> _AIM_: Return every line of the rows below that contains the word "each".

━━━ RECORDS SHOWN ━━━

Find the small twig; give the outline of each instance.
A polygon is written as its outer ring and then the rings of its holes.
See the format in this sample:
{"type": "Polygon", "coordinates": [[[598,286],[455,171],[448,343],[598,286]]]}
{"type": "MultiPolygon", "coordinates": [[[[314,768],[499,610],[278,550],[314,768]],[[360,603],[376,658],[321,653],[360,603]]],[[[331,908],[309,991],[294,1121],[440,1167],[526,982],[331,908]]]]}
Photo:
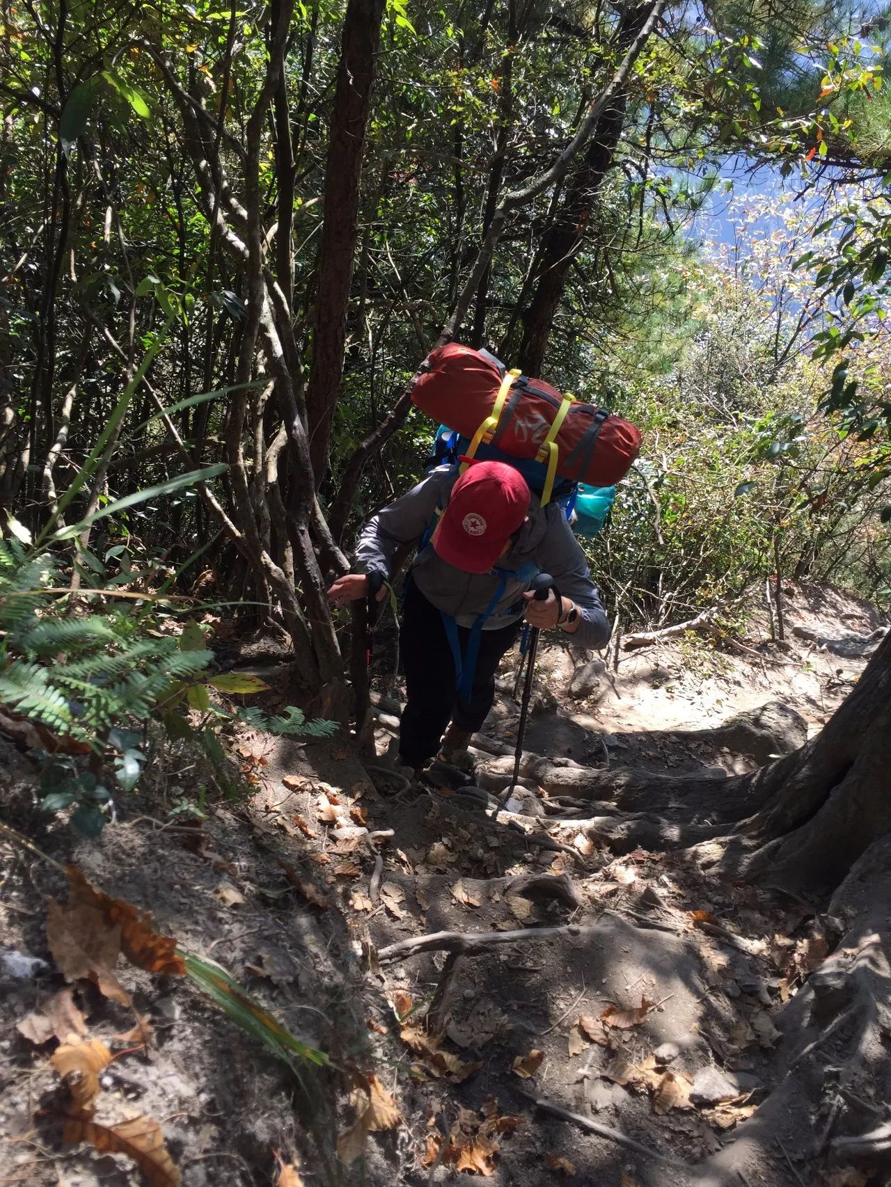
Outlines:
{"type": "Polygon", "coordinates": [[[797,1179],[797,1181],[801,1183],[801,1187],[805,1187],[804,1180],[802,1179],[802,1176],[796,1170],[795,1164],[792,1163],[792,1160],[789,1157],[786,1148],[783,1145],[783,1143],[779,1141],[779,1138],[777,1138],[777,1145],[783,1151],[783,1157],[789,1163],[789,1169],[792,1172],[792,1174],[795,1175],[795,1178],[797,1179]]]}
{"type": "Polygon", "coordinates": [[[57,862],[55,857],[50,857],[49,853],[44,853],[44,851],[42,849],[38,849],[32,840],[29,840],[27,837],[23,837],[20,832],[17,832],[14,829],[11,829],[8,824],[0,823],[0,832],[5,832],[6,836],[11,837],[12,840],[14,840],[17,844],[24,845],[25,849],[30,849],[32,853],[37,853],[37,856],[42,857],[44,862],[49,862],[50,865],[55,865],[56,869],[62,870],[63,874],[68,872],[65,870],[65,867],[61,862],[57,862]]]}
{"type": "Polygon", "coordinates": [[[234,944],[235,940],[244,940],[246,935],[254,935],[259,931],[261,931],[260,927],[251,927],[246,932],[236,932],[234,935],[219,935],[213,944],[208,945],[208,956],[210,956],[217,944],[234,944]]]}
{"type": "Polygon", "coordinates": [[[606,1137],[611,1142],[618,1142],[619,1145],[624,1145],[628,1150],[634,1150],[636,1154],[643,1154],[646,1159],[655,1159],[657,1162],[663,1162],[665,1166],[681,1167],[683,1170],[690,1169],[689,1162],[682,1162],[680,1159],[671,1159],[665,1154],[657,1154],[656,1150],[651,1150],[647,1145],[642,1145],[640,1142],[636,1142],[633,1137],[626,1137],[626,1135],[618,1129],[612,1129],[609,1125],[601,1125],[596,1121],[589,1121],[587,1117],[582,1117],[581,1113],[569,1112],[569,1110],[563,1109],[562,1105],[557,1105],[552,1100],[545,1100],[543,1097],[533,1097],[531,1092],[524,1092],[522,1088],[519,1092],[520,1096],[531,1100],[537,1109],[542,1109],[544,1112],[549,1112],[554,1117],[560,1117],[561,1121],[570,1121],[574,1125],[579,1125],[581,1129],[587,1129],[589,1134],[596,1134],[598,1137],[606,1137]]]}
{"type": "Polygon", "coordinates": [[[457,952],[465,956],[478,956],[488,952],[501,944],[539,942],[554,939],[555,935],[604,935],[605,929],[598,923],[580,927],[579,923],[563,923],[560,927],[522,927],[513,932],[431,932],[428,935],[415,935],[407,940],[397,940],[378,952],[378,960],[402,960],[404,957],[418,956],[421,952],[457,952]]]}
{"type": "Polygon", "coordinates": [[[557,1021],[554,1023],[552,1027],[548,1027],[546,1030],[542,1030],[542,1035],[549,1035],[551,1033],[551,1030],[556,1030],[558,1026],[561,1026],[563,1022],[565,1022],[565,1020],[569,1017],[569,1015],[573,1013],[573,1010],[576,1008],[576,1005],[579,1004],[579,1002],[581,1002],[581,999],[583,997],[584,997],[584,975],[582,975],[582,991],[581,991],[581,994],[576,997],[576,999],[573,1002],[573,1004],[569,1007],[569,1009],[565,1011],[565,1014],[561,1014],[561,1016],[557,1018],[557,1021]]]}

━━━

> _EXERCISE ANSWER_:
Find the small twig; give the outline of each instance.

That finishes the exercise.